### Trecho do texto
=======
Quando a abstração tornou-se abominável

Abominável criado por Wellington de Oliveira Teixeira em 06-12-2016.
Abominável *, criado em 06-12-2016.

O aumento da flexibilidade comportamental faz também vir à baila a prática do oportunismo intra-espécie baseado em engano. É o que se verifica, por exemplo, no caso de algumas variedades de mosca-doméstica nas quais os macho corteja a fêmea oferecendo-lhe como prenda algum alimento. Enquanto a fêmea se delicia e lambuza com a prenda, o macho aproveita para se acasalar com ela. Até aí tudo certo: nenhuma ilusão ou ardil, apenas uma troca tristemente familiar de equivalentes.
O logro só aparece no momento em que surge um macho heterodoxo da mesma espécie que faz a mímica da fêmea interessada, consegue induzir um macho reto a fazer-lhe a oferenda e, na hora do coito, apanha o alimento e chispa para longe. De um pseudotravesti como esse, nem mesmo uma mísera pseudocópula a mosca iludida consegue arrancar…

(Eduardo Giannetti — Auto-engano, p.21-22)
=======
Itens de identificação de localização:
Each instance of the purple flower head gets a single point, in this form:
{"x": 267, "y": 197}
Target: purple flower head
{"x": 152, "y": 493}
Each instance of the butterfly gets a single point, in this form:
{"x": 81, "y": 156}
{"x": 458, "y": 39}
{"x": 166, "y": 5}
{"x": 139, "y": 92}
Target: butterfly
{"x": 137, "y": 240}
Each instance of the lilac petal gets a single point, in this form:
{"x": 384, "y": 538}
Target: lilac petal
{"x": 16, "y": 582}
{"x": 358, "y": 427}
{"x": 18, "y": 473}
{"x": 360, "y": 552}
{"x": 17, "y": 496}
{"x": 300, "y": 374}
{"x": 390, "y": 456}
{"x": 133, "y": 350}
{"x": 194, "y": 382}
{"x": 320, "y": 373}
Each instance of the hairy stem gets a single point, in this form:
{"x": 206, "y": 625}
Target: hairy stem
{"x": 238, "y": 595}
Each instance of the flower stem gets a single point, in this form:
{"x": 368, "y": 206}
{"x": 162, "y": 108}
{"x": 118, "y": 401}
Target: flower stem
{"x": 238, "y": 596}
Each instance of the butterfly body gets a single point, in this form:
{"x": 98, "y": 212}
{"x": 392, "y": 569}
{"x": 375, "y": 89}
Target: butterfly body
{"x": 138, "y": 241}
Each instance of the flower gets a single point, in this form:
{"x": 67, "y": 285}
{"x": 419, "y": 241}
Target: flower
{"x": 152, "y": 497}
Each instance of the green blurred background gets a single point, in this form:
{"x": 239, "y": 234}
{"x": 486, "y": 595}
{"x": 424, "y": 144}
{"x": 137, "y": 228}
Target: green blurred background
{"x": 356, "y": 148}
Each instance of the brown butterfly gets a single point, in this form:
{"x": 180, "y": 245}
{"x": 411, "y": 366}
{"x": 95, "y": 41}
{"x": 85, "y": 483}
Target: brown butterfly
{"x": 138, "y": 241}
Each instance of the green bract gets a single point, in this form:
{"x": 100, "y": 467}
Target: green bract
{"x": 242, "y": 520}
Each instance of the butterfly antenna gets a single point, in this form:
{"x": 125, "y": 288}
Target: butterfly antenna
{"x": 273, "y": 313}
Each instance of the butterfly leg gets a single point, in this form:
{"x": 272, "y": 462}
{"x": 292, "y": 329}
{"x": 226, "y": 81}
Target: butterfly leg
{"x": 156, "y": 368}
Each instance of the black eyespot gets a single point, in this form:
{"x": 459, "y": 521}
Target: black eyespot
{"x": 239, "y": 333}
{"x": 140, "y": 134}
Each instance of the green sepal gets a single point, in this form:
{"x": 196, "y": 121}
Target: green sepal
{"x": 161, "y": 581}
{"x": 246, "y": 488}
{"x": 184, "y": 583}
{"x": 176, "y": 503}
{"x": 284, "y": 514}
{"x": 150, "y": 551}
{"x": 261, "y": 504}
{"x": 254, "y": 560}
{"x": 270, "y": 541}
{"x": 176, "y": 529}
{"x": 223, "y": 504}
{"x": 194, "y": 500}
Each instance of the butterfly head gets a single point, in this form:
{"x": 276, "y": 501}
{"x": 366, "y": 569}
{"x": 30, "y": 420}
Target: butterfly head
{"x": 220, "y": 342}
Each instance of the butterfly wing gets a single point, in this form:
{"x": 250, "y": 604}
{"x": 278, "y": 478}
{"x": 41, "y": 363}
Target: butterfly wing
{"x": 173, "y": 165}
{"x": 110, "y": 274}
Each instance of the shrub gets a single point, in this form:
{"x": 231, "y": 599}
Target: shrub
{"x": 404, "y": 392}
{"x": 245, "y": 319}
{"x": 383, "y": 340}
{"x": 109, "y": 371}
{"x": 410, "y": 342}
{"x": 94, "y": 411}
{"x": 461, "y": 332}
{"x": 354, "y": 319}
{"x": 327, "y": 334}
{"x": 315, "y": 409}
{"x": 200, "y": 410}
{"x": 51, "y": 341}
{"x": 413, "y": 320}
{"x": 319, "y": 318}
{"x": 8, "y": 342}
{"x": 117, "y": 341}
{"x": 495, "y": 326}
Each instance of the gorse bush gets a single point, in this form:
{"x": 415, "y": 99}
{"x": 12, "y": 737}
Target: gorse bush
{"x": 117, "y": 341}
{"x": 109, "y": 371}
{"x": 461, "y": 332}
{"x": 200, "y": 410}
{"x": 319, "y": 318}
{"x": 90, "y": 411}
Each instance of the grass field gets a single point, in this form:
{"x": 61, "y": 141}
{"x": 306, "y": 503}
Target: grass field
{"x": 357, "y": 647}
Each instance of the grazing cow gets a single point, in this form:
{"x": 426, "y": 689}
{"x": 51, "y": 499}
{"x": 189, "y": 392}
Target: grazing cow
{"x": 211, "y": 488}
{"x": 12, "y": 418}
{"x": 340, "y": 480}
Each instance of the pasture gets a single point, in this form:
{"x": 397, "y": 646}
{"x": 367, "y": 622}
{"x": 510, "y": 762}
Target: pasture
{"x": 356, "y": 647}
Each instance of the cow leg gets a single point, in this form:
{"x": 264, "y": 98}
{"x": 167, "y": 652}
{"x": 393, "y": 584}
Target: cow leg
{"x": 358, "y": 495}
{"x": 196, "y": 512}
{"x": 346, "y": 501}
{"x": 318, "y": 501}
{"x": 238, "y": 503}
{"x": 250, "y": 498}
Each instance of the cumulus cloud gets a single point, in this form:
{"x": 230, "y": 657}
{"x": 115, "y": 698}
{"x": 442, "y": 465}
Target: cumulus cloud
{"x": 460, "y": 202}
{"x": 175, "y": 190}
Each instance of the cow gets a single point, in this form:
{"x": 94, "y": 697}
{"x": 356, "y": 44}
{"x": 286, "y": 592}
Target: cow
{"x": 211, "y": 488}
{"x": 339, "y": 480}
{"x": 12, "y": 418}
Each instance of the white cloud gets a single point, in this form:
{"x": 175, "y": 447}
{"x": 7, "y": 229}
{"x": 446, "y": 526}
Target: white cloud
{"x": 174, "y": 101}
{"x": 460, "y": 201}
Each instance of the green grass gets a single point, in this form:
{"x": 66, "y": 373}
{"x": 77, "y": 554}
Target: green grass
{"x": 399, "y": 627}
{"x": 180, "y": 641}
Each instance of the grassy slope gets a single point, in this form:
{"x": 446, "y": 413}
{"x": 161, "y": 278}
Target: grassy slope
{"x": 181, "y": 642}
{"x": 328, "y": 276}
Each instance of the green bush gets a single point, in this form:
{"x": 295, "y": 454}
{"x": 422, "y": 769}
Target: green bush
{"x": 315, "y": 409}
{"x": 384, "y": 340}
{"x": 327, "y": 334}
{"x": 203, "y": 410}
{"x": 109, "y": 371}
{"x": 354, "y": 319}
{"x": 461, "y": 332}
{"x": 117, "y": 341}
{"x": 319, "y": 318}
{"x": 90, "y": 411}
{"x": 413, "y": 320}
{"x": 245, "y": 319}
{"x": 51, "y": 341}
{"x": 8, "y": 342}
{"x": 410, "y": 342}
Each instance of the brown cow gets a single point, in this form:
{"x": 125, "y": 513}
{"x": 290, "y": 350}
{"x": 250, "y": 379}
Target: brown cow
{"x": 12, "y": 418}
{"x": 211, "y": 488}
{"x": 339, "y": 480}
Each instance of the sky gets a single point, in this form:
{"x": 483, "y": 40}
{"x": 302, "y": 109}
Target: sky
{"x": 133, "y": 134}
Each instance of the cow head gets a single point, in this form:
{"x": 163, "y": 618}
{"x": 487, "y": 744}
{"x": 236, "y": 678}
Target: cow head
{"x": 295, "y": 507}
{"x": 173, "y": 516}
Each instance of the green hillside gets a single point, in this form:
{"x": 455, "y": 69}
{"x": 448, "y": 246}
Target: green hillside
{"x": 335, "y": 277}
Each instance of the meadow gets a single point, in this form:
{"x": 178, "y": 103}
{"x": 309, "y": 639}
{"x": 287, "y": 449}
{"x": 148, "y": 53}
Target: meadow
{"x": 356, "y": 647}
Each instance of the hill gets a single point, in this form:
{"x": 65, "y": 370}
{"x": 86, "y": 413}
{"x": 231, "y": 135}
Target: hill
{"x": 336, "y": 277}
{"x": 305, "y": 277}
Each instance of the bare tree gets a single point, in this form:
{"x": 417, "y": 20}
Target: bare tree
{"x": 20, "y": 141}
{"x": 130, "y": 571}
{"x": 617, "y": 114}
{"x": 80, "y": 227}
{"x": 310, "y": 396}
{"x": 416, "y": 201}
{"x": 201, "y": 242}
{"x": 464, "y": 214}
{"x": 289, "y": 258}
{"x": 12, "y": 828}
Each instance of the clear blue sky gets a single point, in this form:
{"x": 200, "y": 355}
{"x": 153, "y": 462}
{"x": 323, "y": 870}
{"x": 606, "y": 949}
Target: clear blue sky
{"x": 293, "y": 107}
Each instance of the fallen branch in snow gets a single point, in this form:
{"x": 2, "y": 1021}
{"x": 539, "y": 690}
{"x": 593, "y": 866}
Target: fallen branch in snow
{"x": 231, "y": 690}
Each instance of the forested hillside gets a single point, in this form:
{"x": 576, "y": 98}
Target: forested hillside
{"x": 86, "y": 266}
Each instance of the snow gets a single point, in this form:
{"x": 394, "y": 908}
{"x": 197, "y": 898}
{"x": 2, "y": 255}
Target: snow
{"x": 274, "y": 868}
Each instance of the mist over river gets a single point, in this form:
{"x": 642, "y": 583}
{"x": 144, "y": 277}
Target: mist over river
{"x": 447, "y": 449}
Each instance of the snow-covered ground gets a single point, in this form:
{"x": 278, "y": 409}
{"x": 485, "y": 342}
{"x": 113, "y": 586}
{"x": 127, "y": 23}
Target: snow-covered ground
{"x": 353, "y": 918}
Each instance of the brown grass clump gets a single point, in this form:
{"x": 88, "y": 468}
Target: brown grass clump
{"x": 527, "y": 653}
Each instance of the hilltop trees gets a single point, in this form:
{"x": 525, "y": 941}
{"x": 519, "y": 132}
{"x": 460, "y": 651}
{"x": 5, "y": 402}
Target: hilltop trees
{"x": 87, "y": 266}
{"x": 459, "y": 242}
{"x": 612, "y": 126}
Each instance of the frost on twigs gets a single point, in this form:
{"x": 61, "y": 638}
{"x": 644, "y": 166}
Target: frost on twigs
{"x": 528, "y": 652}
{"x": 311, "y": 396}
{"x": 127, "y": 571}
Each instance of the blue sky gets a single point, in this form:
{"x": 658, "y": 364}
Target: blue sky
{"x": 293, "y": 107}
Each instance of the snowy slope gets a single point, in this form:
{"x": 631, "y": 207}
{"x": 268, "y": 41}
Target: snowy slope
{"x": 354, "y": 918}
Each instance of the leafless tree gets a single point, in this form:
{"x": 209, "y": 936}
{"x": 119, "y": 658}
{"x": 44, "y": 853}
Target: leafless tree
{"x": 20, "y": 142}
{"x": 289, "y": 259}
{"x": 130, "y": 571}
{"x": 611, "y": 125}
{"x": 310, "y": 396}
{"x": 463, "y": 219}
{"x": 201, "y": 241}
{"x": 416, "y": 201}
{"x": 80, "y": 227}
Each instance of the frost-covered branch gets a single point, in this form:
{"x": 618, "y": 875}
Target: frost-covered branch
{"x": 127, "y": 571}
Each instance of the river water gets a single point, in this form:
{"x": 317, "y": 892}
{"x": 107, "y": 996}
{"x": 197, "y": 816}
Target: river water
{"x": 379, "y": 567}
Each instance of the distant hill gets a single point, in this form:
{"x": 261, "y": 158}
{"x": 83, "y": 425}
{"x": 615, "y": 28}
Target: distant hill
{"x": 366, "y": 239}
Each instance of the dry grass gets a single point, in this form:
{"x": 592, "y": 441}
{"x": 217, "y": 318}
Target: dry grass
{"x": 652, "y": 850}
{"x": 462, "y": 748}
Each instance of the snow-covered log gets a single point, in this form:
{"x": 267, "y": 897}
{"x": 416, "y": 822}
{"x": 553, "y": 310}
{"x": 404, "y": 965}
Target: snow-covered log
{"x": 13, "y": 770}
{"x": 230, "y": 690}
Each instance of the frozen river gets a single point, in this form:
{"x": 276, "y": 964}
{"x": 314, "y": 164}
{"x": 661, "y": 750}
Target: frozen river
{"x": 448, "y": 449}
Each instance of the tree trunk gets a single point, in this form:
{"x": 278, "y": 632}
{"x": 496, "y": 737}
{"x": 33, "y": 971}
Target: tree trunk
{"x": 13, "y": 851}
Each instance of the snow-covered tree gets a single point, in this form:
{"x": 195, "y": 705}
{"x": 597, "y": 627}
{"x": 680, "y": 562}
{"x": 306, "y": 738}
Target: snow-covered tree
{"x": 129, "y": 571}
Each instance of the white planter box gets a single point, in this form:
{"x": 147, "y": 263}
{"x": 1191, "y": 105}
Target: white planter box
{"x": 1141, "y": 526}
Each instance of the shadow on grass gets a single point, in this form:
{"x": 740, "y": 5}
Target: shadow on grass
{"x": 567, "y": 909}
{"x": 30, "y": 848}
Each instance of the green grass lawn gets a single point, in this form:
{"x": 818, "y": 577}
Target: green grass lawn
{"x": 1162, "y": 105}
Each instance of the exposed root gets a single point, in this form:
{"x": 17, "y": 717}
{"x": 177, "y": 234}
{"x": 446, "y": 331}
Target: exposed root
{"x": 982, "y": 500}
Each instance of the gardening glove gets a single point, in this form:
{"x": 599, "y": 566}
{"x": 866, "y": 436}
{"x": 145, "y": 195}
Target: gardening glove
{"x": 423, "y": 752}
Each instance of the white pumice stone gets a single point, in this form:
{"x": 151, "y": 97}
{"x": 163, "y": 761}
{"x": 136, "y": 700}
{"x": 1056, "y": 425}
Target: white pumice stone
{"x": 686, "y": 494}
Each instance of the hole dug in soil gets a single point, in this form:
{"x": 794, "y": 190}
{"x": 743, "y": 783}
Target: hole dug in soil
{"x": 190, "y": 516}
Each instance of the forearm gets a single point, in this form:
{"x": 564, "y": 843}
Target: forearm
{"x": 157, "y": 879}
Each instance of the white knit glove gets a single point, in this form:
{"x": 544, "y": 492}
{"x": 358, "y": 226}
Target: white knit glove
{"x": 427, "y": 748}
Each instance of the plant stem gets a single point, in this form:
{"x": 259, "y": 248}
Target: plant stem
=======
### Exercícios
A. Repita, do trecho sobre o engano entre moscas, tudo o que vai de "O aumento da" até "familiar de equivalentes.".
B. Informe cada linha das entradas que contenha a palavra "antenna", diferenciando maiúsculas de minúsculas.

### Respostas
A.
O aumento da flexibilidade comportamental faz também vir à baila a prática do oportunismo intra-espécie baseado em engano. É o que se verifica, por exemplo, no caso de algumas variedades de mosca-doméstica nas quais os macho corteja a fêmea oferecendo-lhe como prenda algum alimento. Enquanto a fêmea se delicia e lambuza com a prenda, o macho aproveita para se acasalar com ela. Até aí tudo certo: nenhuma ilusão ou ardil, apenas uma troca tristemente familiar de equivalentes.

B.
Each instance of the butterfly antenna gets a single point, in this form:
Target: butterfly antenna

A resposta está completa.